REQUIRED WORK
Check each line of the data for "jacket", and copy the ones that have it.

DATA PROVIDED
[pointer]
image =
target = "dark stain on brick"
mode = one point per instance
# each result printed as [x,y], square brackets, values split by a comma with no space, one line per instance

---

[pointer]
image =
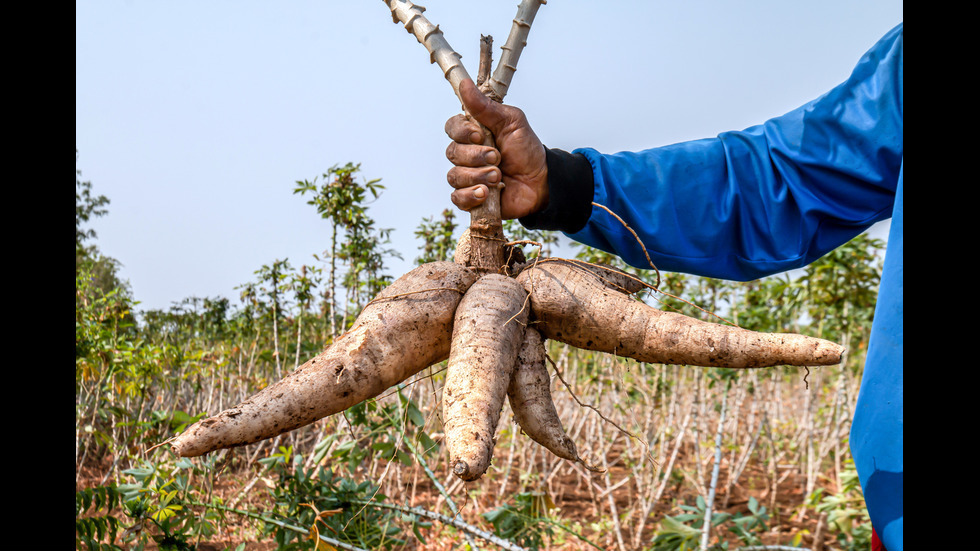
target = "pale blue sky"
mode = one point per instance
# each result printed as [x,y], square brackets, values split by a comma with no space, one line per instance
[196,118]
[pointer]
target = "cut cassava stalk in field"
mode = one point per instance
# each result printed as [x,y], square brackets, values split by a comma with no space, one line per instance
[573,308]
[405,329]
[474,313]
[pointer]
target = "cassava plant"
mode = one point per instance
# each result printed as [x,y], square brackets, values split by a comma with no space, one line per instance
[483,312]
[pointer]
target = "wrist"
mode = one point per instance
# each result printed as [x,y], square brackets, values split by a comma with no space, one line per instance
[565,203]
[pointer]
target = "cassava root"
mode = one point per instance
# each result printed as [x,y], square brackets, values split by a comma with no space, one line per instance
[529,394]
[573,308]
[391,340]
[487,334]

==

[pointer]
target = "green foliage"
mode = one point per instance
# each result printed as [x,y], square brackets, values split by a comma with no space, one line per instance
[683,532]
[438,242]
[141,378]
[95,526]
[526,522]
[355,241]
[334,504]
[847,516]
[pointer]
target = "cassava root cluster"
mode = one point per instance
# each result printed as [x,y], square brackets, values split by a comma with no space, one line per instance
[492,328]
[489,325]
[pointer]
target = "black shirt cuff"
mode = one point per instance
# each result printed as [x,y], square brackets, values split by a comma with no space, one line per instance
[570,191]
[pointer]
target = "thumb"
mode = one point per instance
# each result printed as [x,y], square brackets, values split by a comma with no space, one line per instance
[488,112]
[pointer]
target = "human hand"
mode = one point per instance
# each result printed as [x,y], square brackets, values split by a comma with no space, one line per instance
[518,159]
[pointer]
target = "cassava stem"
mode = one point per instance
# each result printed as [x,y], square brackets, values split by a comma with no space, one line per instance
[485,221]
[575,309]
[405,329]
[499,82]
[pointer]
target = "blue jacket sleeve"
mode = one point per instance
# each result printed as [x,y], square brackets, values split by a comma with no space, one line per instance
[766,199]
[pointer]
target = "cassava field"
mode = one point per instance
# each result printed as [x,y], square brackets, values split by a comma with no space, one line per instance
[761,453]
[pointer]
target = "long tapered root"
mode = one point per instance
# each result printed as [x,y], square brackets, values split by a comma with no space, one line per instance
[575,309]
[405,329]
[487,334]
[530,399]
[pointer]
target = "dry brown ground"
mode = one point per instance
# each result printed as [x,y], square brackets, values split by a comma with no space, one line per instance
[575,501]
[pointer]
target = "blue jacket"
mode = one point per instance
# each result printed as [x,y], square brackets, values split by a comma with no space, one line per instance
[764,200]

RESULT FOR THIS TASK
target = "blue jacket sleeve"
target = "blue jacket"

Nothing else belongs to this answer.